**EXERCISE DESCRIPTION:**
Please reproduce the listing below verbatim, starting at the line containing "Task: For every instance of the eyeglasses" and ending with the last line of the listing, both included.

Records

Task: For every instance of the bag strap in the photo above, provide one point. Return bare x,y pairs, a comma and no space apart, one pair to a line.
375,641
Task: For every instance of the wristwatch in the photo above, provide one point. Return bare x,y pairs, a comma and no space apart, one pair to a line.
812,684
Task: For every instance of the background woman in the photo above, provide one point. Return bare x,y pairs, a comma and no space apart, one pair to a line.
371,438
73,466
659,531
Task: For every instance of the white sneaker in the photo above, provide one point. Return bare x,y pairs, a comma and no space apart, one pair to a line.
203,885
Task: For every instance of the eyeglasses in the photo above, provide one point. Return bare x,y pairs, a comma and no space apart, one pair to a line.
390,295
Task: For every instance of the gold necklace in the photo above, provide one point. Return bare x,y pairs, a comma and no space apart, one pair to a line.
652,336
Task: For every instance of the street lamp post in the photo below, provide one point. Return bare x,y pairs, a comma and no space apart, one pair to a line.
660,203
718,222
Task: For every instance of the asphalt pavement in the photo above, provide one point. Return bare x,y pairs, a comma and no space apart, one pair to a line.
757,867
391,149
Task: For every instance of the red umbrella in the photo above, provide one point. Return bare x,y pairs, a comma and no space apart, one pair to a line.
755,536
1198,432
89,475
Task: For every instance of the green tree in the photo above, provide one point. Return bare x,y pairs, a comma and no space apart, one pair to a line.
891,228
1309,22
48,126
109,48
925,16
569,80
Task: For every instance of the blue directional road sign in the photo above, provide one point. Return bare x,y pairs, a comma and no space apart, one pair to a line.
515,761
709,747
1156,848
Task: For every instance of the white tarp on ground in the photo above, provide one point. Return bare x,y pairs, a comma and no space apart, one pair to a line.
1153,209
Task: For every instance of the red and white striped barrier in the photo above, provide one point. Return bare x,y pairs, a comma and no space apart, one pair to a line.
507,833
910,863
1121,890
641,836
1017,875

**SOLUTION FOR THIS EXERCISE:**
Task: For every instance of the eyeglasses in the photo above, provide one point. Return bare x,y pairs, a comma and no space apart, one pair to a line.
390,295
Task: For every instance of the gold necklace in the photo above, provide one point. Return bare x,y pairs, a comma and no space apart, one pair to a line.
652,336
Task: For every instance of the street lamp post in the photo below, provide one point. Return bare x,y pairs, a comma and no space apart, one pair to a line.
660,203
718,222
Task: For every instance of the asphalt pavement in the photo above, provide one point. Return bare x,y pairs, a comma and no space apart, one pair to a line.
757,867
391,149
Task: For every instance of the red umbrella in the photo above, provide one point. Return bare x,y pairs, a comma and no space apart, one pair to a line.
755,536
1198,432
89,475
Task: For every instance of the green tree in the photo above, provide one point. Return bare x,y pairs, a comma and no space apart, one pair to a line.
891,228
1309,22
48,126
109,48
925,16
569,80
Task: For every instance of the blue directional road sign in the photo above, provide one point. Return bare x,y pairs, a comma and no space apart, one pair to a line.
515,761
709,747
1156,848
Task: For every instance of the white tarp on ground in the photo above, provide one point. Return bare x,y pairs, a comma and no space apart, one pair to a line.
1153,209
Task: For every instance of the red and white striped barrier in the photo above, provide one point. Return bare x,y pairs, a comma and no space apart, one pair to a line.
507,833
910,863
1121,890
641,836
1017,875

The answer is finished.